◆ **Text excerpt**
•••
Backup Elasticsearch Indices in Component Pack

Last Update:

Author: Christoph Stoettner
Read in about 6 min · 1212 words

SD Cards

Photo by Markus Winkler | Unsplash

During a migration from Cognos Metrics to Elasticsearch Metrics, I had some issues with the index. So I wanted to create a backup of the already migrated data and start over from scratch.

The official documentation has an article on the topic: Backing up and restoring data for Elasticsearch-based components , but I had to slightly adjust the commands to get a successful snapshot.

Set default namespace for kubectl

I don’t want to type -n connections over and over again with each kubectl command, so I set connections as a default:

kubectl config set-context --current --namespace=connections

Register snapshot repository

Run this on your Kubernetes master or a machine configured for accessing the Kubernetes cluster with kubectl.

Open a shell in one o the es-client pods (works for ES 5 and 7):

kubectl exec -ti -n connections $(kubectl get pods -n connections |grep es-client |awk '{print $1}' |head -n 1) -- bash

Run the following commands in the container shell:

cd /opt/elasticsearch-${ES_VERSION}/probe/
./ PUT /_snapshot/connectionsmetrics \
  -H 'Content-Type: application/json' \
  -d '{"type": "fs","settings": {"compress": true,"location": "/backup"}}'

Response from server:

{ "acknowledged": true }

Check the settings of the backup repository:

./ GET /_snapshot/_all?pretty

Response from server:

  "connectionsmetrics": {
    "type": "fs",
    "settings": { "compress": "true", "location": "/backup" }

You can keep the container shell open, we will need it a little bit later again.

Get image tag and registry

Run this on your Kubernetes master or a machine configured for accessing the Kubernetes cluster with kubectl.

We have to use different commands for version 5 and 7, so I ran a short script to find out the deployed version, or just use es-data for version 5 and es-data-7 for version 7.
•••
◆ **Data excerpt**
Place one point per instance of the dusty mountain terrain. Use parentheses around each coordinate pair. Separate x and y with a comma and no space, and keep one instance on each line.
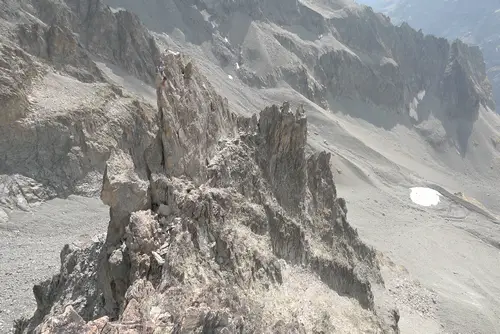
•••
◆ **Short exercise A**
Can you reproduce the part of the Elasticsearch backup page that begins at the words "Backup Elasticsearch Indices" and stops after the words "a successful snapshot."?
◆ **Short exercise B**
Using the Elasticsearch backup page, answer these:
(i) Which namespace does the author make the default for kubectl?
(ii) What location is given in the settings of the snapshot repository?
(iii) Which name should be used for Elasticsearch version 7?
Answer using only the Elasticsearch backup page.

◆ **Final answer A**
Backup Elasticsearch Indices in Component Pack

Last Update:

Author: Christoph Stoettner
Read in about 6 min · 1212 words

SD Cards

Photo by Markus Winkler | Unsplash

During a migration from Cognos Metrics to Elasticsearch Metrics, I had some issues with the index. So I wanted to create a backup of the already migrated data and start over from scratch.

The official documentation has an article on the topic: Backing up and restoring data for Elasticsearch-based components , but I had to slightly adjust the commands to get a successful snapshot.

◆ **Final answer B**
(i) connections
(ii) /backup
(iii) es-data-7